> **Selected extract**
BEGIN
Reported infections include seven in the NC prison systems.

As the novel coronavirus ravages communities across the country, North Carolina is not exempt from the pandemic’s effects.

According to the NC Department of Health and Human Services, the state had registered 2,402 cases and 24 deaths as of April 5, and Buncombe County had reported 31 confirmed cases and 1 death.

The reported infections include seven in the NC prison systems: an inmate has been diagnosed with the disease at Johnston Correctional Institution in Smithfield, and four cases at Neuse Correctional Institution, according to John Bull, a N.C. Department of Public Safety spokesperson. Two inmates at Caledonia Correctional Complex in Eastern North Carolina have also tested positive for COVID-19.

How is this affecting members of our community who work on the front lines, and in the background, of our public safety system?

Guards at risk

Inside the state’s prisons, guards feel stressed and at risk. While the rest of the state is under Governor Cooper’s mandatory stay-at-home order and the federal government’s “social distancing” guidelines, neither option exists inside our prisons.

“There’s no social distancing within the system,” one guard told us, under a guarantee of anonymity for fear of reprisals at speaking out. “But they keep sending new batches of prisoners on transfer buses all over the state,” including to facilities in western NC.

In normal times, transfer buses move inmates from one facility to another for a variety of reasons: to put them closer to where they’ll live when they’re released; to move them from one level of security facility to another, such as from medium security to minimum; because they require the availability of 24/7 medical services, which some prisons lack; or to be available for a court date.

“How do you justify shipping anyone anywhere, when it jeopardizes everyone and decreases officer safety? Why can’t [transfers] be stopped until the curve is flattened?” the officer asked.

Early release possible

Currently, North Carolina is considering releasing low-level inmates due to the COVID-19 pandemic, as other states have done. John Bull, communications director for the Department, affirmed that the possibility is under discussion.

On March 27, 10 health experts from Duke University and UNC-Chapel Hill sent a letter to Gov. Roy Cooper urging early release for prisoners who meet certain criteria: those who are elderly, medically vulnerable, or have one year or less remaining on their sentence. The group also called on local officials to drastically reduce jail populations.

“Unless you immediately address this threat,” they wrote, “you are leaving North Carolinians vulnerable to a massive outbreak of COVID-19. But it is within your power to immediately release people from jails and prisons and thus work to mitigate the spread of this disease.”

While it is possible that some inmates might be transferred in anticipation of early release, the guard we spoke to said, “They’re still doing all these transfers. It’s still business as usual.”

Too little, too late?
END
> **Excerpted records**
BEGIN
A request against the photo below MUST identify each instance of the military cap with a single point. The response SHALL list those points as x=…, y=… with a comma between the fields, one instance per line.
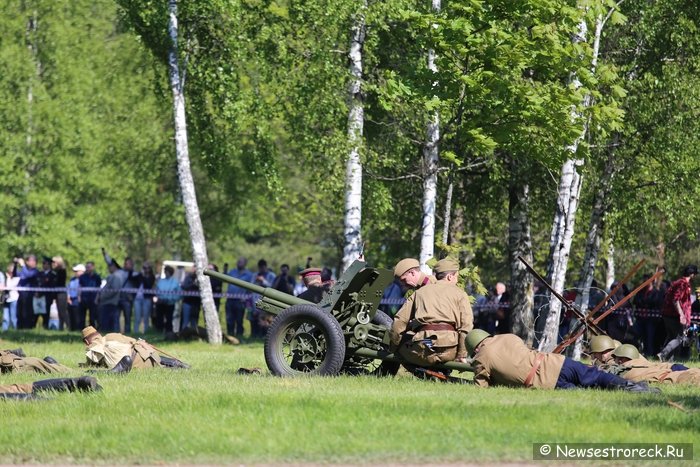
x=308, y=272
x=446, y=265
x=627, y=351
x=89, y=332
x=405, y=265
x=602, y=343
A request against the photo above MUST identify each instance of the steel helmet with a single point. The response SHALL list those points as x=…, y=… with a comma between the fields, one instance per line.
x=474, y=338
x=627, y=351
x=602, y=343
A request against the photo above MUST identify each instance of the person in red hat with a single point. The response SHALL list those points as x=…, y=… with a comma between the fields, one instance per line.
x=315, y=288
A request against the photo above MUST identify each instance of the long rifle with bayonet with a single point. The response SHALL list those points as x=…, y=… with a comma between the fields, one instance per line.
x=590, y=321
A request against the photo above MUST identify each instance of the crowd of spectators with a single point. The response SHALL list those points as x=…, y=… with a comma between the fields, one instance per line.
x=127, y=298
x=146, y=300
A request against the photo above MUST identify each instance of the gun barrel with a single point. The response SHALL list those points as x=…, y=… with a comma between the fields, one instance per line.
x=267, y=292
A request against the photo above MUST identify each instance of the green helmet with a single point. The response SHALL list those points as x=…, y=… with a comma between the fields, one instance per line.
x=602, y=343
x=474, y=338
x=627, y=350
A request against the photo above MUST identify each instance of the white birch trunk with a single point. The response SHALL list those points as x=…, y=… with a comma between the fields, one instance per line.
x=567, y=205
x=353, y=170
x=189, y=196
x=430, y=168
x=448, y=212
x=593, y=240
x=520, y=244
x=610, y=269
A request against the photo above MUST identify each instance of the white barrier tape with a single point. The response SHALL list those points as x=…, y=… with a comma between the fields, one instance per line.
x=489, y=307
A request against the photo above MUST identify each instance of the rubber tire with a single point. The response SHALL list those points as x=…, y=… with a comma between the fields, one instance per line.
x=386, y=368
x=335, y=354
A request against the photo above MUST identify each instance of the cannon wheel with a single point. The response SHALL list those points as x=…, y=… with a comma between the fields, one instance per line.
x=385, y=368
x=304, y=339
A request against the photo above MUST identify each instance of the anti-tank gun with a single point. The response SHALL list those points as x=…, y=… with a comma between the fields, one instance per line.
x=344, y=333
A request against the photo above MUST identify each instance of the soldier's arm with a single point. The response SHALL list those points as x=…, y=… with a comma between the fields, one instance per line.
x=401, y=323
x=481, y=376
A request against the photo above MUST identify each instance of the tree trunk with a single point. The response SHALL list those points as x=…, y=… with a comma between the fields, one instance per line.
x=567, y=204
x=610, y=270
x=430, y=168
x=448, y=212
x=595, y=233
x=353, y=172
x=520, y=244
x=189, y=196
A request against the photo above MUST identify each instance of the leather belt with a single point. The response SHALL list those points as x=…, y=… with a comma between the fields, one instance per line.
x=437, y=327
x=533, y=370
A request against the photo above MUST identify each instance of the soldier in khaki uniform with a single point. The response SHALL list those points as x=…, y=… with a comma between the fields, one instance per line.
x=411, y=277
x=431, y=326
x=111, y=349
x=505, y=360
x=84, y=383
x=634, y=367
x=11, y=362
x=601, y=349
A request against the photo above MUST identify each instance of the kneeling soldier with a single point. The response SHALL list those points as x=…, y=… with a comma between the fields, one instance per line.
x=431, y=326
x=505, y=360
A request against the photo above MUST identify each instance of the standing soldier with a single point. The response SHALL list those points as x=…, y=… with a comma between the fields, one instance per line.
x=431, y=326
x=409, y=274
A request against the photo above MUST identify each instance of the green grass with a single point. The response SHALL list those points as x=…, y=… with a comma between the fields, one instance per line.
x=209, y=414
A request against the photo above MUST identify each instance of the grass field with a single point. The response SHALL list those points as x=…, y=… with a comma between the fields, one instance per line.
x=209, y=414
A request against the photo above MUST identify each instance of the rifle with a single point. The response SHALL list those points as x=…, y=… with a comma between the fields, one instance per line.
x=568, y=304
x=566, y=342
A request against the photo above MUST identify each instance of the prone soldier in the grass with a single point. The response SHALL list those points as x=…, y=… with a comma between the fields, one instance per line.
x=505, y=360
x=16, y=361
x=119, y=352
x=632, y=366
x=29, y=390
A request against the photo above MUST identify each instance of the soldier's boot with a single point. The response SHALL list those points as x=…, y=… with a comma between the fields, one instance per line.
x=18, y=396
x=173, y=363
x=124, y=365
x=84, y=383
x=19, y=352
x=638, y=387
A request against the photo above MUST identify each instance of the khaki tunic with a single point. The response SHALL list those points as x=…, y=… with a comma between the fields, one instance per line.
x=16, y=388
x=641, y=369
x=505, y=360
x=10, y=362
x=109, y=349
x=441, y=303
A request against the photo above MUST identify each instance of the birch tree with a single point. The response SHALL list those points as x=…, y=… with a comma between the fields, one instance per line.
x=353, y=170
x=189, y=196
x=568, y=197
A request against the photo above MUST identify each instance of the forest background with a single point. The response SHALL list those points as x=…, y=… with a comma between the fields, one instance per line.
x=547, y=112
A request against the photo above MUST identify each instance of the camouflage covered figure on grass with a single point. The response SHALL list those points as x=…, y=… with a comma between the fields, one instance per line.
x=111, y=349
x=15, y=361
x=29, y=390
x=505, y=360
x=632, y=366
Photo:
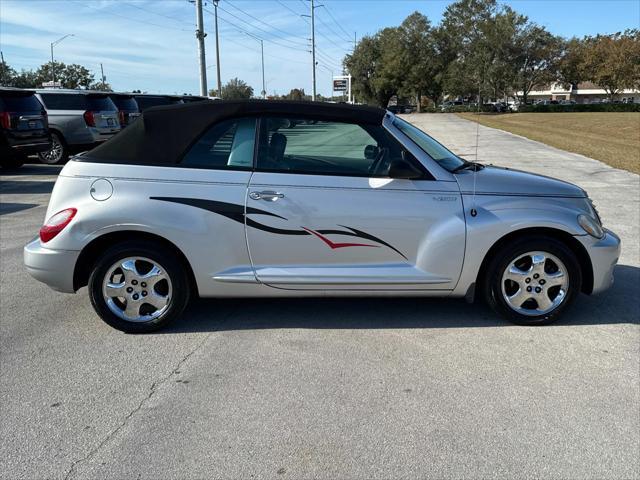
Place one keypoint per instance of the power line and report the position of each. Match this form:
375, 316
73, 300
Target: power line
348, 35
102, 10
279, 37
293, 11
257, 19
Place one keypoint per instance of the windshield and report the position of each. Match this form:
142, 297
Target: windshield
440, 154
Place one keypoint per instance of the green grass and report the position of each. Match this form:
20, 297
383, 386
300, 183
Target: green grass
611, 137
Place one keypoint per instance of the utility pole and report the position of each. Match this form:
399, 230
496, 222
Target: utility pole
200, 36
313, 50
215, 8
102, 76
313, 46
264, 90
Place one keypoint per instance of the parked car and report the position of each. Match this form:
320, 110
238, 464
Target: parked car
24, 127
78, 120
193, 98
401, 108
128, 109
146, 100
448, 105
359, 203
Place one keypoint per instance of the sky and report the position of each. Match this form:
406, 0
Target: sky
150, 44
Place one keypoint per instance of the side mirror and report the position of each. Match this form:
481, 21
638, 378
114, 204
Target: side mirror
404, 169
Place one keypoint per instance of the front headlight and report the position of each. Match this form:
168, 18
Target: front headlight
591, 226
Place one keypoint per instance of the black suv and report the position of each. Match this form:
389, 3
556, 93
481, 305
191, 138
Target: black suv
24, 128
127, 106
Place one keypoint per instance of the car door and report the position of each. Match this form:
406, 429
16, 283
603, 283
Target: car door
322, 212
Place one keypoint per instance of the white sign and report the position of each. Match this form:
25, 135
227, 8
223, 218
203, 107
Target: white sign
51, 85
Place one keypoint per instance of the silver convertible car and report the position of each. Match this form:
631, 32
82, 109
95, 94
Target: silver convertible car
282, 199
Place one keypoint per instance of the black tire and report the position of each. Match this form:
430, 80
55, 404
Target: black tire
11, 162
159, 254
50, 157
491, 285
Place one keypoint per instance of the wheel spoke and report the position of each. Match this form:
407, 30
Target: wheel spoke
537, 263
544, 302
516, 274
130, 271
557, 278
154, 275
132, 309
518, 298
157, 301
115, 289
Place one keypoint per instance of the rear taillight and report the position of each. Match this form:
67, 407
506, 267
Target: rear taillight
5, 120
89, 118
56, 224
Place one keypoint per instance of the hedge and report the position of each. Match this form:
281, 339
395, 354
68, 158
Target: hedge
580, 107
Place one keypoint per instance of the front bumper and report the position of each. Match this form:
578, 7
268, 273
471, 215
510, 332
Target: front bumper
53, 267
604, 254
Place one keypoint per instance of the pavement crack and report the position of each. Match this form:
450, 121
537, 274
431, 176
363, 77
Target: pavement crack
154, 386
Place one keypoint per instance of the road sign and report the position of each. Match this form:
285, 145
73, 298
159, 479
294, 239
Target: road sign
51, 85
340, 85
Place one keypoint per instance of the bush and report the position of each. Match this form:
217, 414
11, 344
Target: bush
579, 107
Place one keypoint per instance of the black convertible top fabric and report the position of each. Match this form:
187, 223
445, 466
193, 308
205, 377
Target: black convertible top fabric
163, 134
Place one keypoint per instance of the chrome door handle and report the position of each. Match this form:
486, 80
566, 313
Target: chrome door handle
269, 196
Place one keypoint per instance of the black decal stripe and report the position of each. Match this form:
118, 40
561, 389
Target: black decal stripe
368, 236
279, 231
236, 212
229, 210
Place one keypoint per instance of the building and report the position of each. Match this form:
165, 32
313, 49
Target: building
585, 92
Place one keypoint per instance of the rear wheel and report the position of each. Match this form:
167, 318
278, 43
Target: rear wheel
58, 153
139, 288
533, 281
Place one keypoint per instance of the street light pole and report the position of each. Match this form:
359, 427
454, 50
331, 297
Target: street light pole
53, 44
200, 36
264, 90
215, 8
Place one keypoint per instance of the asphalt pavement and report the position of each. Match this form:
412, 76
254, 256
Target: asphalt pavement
325, 388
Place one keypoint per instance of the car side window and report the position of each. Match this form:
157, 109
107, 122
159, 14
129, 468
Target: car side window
308, 146
226, 145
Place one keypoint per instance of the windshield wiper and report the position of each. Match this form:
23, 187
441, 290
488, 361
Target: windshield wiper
468, 165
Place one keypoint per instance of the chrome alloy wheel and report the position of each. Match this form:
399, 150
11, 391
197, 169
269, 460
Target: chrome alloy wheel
54, 155
137, 289
535, 283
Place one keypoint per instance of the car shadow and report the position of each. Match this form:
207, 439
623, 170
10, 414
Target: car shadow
617, 305
6, 207
25, 186
33, 169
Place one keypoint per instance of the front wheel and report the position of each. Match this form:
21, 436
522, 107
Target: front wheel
137, 287
57, 154
533, 281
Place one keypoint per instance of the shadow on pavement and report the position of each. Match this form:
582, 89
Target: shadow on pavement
617, 305
25, 186
33, 169
6, 207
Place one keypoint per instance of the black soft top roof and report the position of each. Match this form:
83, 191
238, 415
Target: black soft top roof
163, 134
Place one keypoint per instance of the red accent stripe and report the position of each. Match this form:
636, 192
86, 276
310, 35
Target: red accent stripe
334, 245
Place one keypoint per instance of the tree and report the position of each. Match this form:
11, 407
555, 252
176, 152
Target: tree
419, 58
538, 55
7, 74
236, 89
613, 61
571, 70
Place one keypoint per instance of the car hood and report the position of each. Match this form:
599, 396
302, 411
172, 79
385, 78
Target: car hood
505, 181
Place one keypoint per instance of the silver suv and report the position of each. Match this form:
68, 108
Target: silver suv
78, 120
274, 199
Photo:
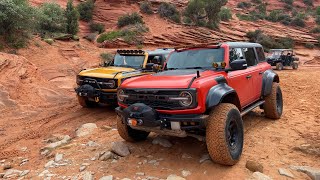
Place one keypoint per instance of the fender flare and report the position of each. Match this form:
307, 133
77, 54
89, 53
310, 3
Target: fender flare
269, 77
217, 93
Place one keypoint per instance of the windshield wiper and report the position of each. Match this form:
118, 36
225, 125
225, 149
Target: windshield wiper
198, 67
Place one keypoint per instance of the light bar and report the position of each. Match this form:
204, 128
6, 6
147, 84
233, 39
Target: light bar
124, 51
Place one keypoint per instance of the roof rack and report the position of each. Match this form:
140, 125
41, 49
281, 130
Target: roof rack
134, 52
205, 45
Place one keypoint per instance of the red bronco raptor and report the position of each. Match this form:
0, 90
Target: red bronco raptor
203, 93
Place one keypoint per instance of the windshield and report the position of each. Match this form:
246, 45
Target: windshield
274, 54
195, 58
128, 61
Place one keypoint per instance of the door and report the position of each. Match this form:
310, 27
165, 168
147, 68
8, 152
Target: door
255, 69
262, 66
241, 80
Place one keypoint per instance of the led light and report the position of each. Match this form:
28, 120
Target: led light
112, 83
187, 98
223, 64
121, 95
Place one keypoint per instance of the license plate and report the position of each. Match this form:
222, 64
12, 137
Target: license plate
132, 122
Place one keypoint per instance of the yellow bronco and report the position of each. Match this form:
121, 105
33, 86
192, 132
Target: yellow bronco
99, 85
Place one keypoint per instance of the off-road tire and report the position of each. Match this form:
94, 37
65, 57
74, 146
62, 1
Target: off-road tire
273, 105
84, 102
295, 65
129, 134
279, 66
217, 141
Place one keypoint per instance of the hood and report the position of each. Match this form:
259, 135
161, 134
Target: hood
105, 72
168, 79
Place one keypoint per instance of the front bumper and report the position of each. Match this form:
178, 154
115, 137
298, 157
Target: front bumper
96, 95
162, 122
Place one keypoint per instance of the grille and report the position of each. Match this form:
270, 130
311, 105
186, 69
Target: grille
158, 99
92, 81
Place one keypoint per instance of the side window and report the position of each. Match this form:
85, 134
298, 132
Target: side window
235, 53
156, 59
260, 54
250, 56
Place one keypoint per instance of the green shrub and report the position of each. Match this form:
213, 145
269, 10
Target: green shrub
244, 5
309, 45
285, 42
268, 42
128, 19
308, 2
145, 7
167, 10
274, 15
85, 10
187, 20
72, 16
318, 11
288, 7
279, 16
286, 20
289, 2
140, 46
49, 41
317, 19
109, 36
315, 30
97, 27
131, 34
225, 14
256, 1
205, 11
246, 17
91, 37
106, 59
298, 20
16, 22
262, 8
52, 18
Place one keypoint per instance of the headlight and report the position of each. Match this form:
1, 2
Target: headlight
186, 98
78, 80
121, 95
112, 83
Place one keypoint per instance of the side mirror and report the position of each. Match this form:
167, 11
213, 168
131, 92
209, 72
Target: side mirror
149, 66
238, 64
152, 67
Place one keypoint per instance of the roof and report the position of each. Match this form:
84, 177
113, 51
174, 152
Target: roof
242, 44
281, 50
160, 51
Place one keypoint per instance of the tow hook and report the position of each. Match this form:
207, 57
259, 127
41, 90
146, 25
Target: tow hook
135, 122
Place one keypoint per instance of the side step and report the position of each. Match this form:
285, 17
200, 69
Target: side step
250, 108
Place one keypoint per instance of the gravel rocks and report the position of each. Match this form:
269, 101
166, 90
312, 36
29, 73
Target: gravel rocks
162, 142
120, 148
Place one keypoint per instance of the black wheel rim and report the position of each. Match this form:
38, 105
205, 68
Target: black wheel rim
232, 134
279, 101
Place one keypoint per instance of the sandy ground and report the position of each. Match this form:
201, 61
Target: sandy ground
37, 100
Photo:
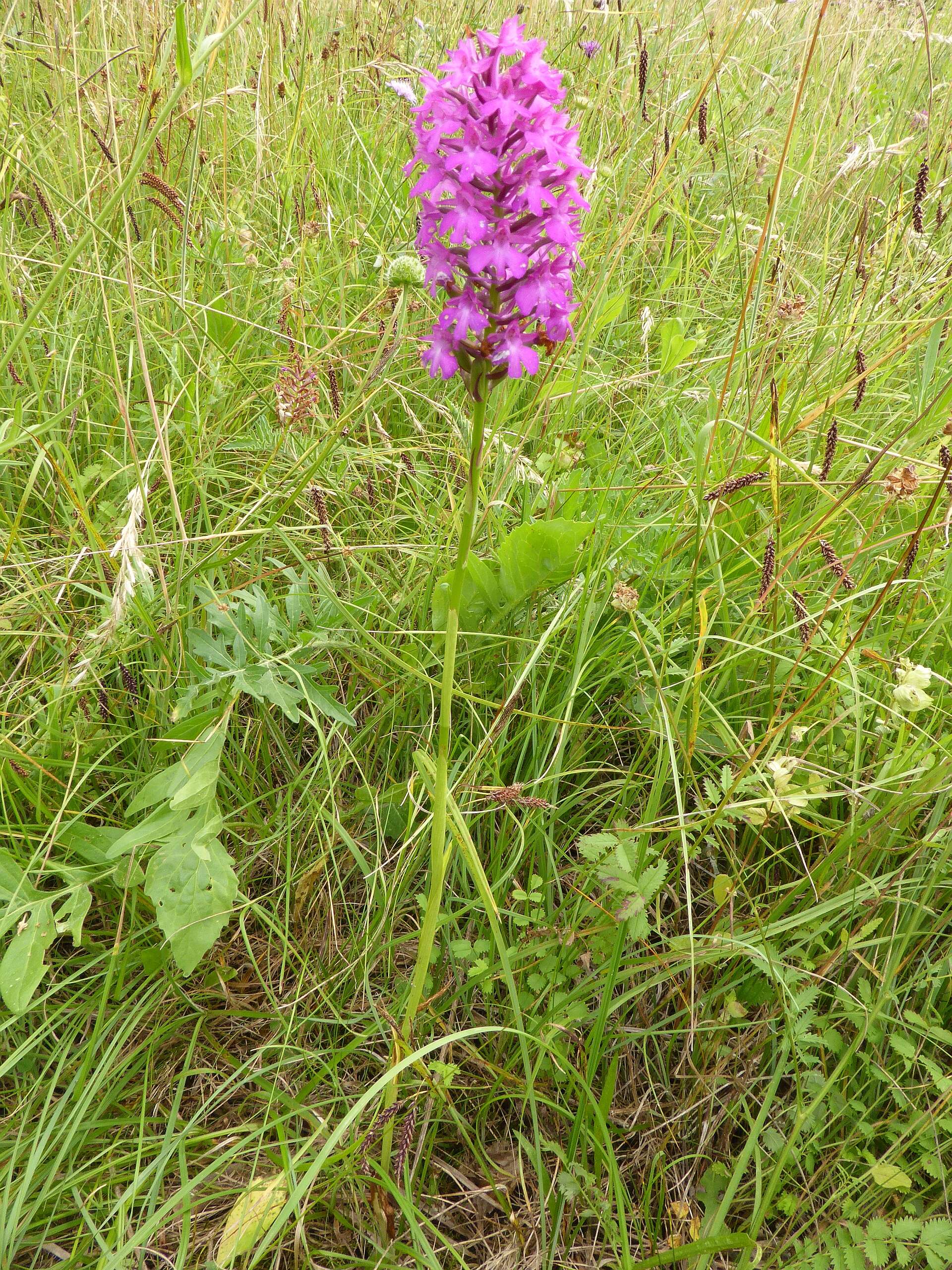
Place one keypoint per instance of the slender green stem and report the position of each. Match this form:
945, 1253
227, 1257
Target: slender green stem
440, 855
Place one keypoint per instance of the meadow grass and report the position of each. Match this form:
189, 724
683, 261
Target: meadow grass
691, 981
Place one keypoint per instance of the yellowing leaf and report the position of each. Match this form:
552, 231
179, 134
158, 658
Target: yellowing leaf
890, 1176
252, 1217
722, 888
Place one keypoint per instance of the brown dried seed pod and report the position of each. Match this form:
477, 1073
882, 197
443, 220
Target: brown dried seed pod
909, 559
834, 566
168, 212
154, 182
734, 484
48, 212
128, 680
334, 390
320, 506
861, 384
767, 570
831, 451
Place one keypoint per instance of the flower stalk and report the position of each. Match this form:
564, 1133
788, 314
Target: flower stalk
440, 853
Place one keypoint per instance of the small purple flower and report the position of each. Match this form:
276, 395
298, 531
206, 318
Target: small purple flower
497, 172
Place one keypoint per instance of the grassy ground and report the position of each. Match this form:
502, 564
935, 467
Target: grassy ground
715, 1004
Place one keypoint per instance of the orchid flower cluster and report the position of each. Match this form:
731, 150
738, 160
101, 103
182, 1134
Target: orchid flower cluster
500, 206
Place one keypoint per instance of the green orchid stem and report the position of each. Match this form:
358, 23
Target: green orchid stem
440, 854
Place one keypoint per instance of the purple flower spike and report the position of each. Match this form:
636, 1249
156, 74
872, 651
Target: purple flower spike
498, 168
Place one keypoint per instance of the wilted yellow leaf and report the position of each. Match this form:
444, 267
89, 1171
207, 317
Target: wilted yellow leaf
890, 1176
252, 1217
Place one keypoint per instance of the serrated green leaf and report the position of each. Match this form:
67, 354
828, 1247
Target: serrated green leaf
73, 913
595, 846
193, 893
480, 599
167, 783
24, 962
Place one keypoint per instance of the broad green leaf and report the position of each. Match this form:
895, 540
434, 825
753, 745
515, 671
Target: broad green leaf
252, 1217
13, 879
323, 702
160, 826
198, 789
183, 58
192, 897
73, 913
480, 597
540, 554
890, 1176
91, 842
676, 347
24, 962
261, 683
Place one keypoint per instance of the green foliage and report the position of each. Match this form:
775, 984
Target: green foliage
633, 873
531, 558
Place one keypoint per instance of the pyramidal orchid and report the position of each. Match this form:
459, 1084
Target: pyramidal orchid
END
> **Problems and tasks**
**A.** Rewrite the paragraph of the article on COVID-19 in North Carolina prisons that begins "On March 27, 10 health experts" as a short list, keeping its main facts.
**B.** Using the article on COVID-19 in North Carolina prisons, answer yes or no to whether each statement agrees with it, and quote the deciding words: (i) Buncombe County had reported 31 confirmed cases. (ii) The guard who spoke agreed to be named. (iii) According to the guard, transfers between prisons have stopped.
**C.** Proceed with the article on COVID-19 in North Carolina prisons from where it stops.

> **Answers to the problems**
**A.**
- Date: March 27
- Senders: 10 health experts from Duke University and UNC-Chapel Hill
- Recipient: Gov. Roy Cooper
- Request: early release for prisoners who are elderly, medically vulnerable, or have one year or less left on their sentence
- Further call: local officials should drastically reduce jail populations

**B.**
(i) Yes: "Buncombe County had reported 31 confirmed cases and 1 death."
(ii) No: "under a guarantee of anonymity for fear of reprisals at speaking out."
(iii) No: "They’re still doing all these transfers. It’s still business as usual."

**C.**
As of Tuesday April 7, Commissioner of Prisons Todd Ishee announced that inter-prison transfers, as well as transfers from county jails to state prisons, will stop for two weeks in an effort to stop the spread of the virus.

Said Ishee, “We must deny this virus the opportunity to spread. It has gotten into three of our prisons, and we must contain it there to the greatest degree possible. This is imperative for the health and safety of our staff and the men and women who are in our care.”

Unfortunately, the hiatus in transfers, and possible future early releases, might come too late to make a difference. On April 1 the DPS reported that an inmate at Caledonia Correctional Complex in Tillery had tested positive for COVID-19. Nine inmates at Butner Federal Prison also tested positive in the past week, according to the Federal Bureau of Prisons website.

Some guards are reportedly talking—quietly, among themselves—about feeling angry, scared, or concerned enough to consider quitting their jobs. “There are some who are pretty much ready to walk,” our source said.

Punitive measures

At the beginning of April, the Division of Prisons required guards to sign a letter agreeing to the designation of their positions as “a critical/essential/emergency position.” The letter requires officers “to remain at work or report for work as scheduled and directed at all times….”

In the emergency condition of COVID-19, our source told us, “Some of the guards asked what would happen if an inmate tested positive. ‘Oh, they’ll put us in another building.’ That’s what they said!”

The letter also warns that guards who don’t comply may face disciplinary action and other consequences. As a result, some have said that as soon as they get wind that somebody at their facility has the COVID-19 virus, they’re walking out.

“They’re all tiptoeing on thin ice because the prisons are a very vulnerable, high-risk place because everyone is at close quarters, you can’t be spaced apart. Why and where do the rights of murderers, rapists, the men who whack up your mother with a knife, matter more than those of us who are law-abiding citizens working to keep them out of society by putting them in prison? Don’t our rights matter more than theirs?”